> _Problem_
Within the records below, find each line that holds the string "Target", then copy it.

> _Dataset excerpts_
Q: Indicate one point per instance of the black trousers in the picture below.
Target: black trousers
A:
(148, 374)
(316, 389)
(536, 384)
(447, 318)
---
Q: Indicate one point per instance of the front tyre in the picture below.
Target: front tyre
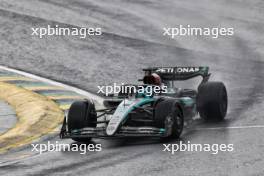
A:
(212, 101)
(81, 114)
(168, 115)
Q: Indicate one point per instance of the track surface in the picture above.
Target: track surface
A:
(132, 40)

> _Answer space_
Target: black trousers
Target: front tyre
Target: track surface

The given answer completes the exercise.